With the pictures left out, repeat every entry that follows exactly.

Text-to-region grounding data
Segment Open
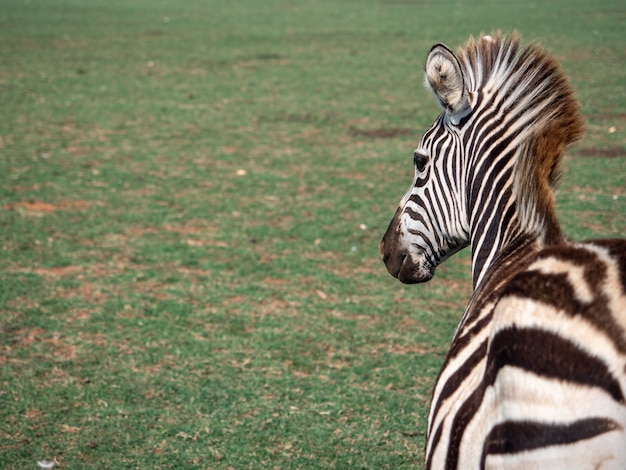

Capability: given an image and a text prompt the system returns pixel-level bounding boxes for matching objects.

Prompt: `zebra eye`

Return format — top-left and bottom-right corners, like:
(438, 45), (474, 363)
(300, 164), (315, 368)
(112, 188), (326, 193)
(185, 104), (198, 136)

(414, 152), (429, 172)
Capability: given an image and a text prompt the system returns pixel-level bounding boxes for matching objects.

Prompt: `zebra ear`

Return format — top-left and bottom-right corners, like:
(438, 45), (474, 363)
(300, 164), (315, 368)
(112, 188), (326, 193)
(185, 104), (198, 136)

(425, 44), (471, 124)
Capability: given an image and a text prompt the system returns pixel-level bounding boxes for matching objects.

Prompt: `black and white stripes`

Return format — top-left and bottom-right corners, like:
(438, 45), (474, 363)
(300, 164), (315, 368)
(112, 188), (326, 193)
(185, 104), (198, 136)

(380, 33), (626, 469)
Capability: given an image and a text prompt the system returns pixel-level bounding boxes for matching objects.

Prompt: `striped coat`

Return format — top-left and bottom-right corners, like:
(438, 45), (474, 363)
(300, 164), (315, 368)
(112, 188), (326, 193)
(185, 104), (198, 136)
Segment Closed
TASK ANSWER:
Capability: given an image and a text prompt the system returns pixel-level bounding boxes for matching objects.

Prompt: `zebra eye`

Return format — top-left and bottom-right corners, like:
(438, 45), (474, 363)
(300, 164), (315, 368)
(112, 188), (326, 193)
(185, 104), (198, 136)

(414, 152), (429, 172)
Capability: given an image and a text prompt the system returns pixel-level bounding boxes for matching objects.

Prompt: `zebra ear`

Return format — top-left and bottom-right corners, like:
(438, 45), (474, 363)
(300, 164), (315, 368)
(112, 188), (326, 193)
(185, 104), (198, 136)

(425, 44), (471, 124)
Capability: given an image and a text prompt the system returns pixel-level bounding boxes for matching objects.

Prompt: `black and white stripes`

Return format — top-left and bottom-right corners, like:
(438, 45), (474, 363)
(300, 164), (315, 368)
(112, 188), (326, 193)
(185, 104), (198, 136)

(380, 33), (626, 469)
Capability: given an image and a text prompt the system returns pixel-level bounding boxes for matching objects.

Prompt: `striped coat`

Return format — top-left and bottom-right corners, like:
(438, 45), (474, 363)
(300, 164), (315, 368)
(112, 188), (326, 193)
(185, 104), (198, 136)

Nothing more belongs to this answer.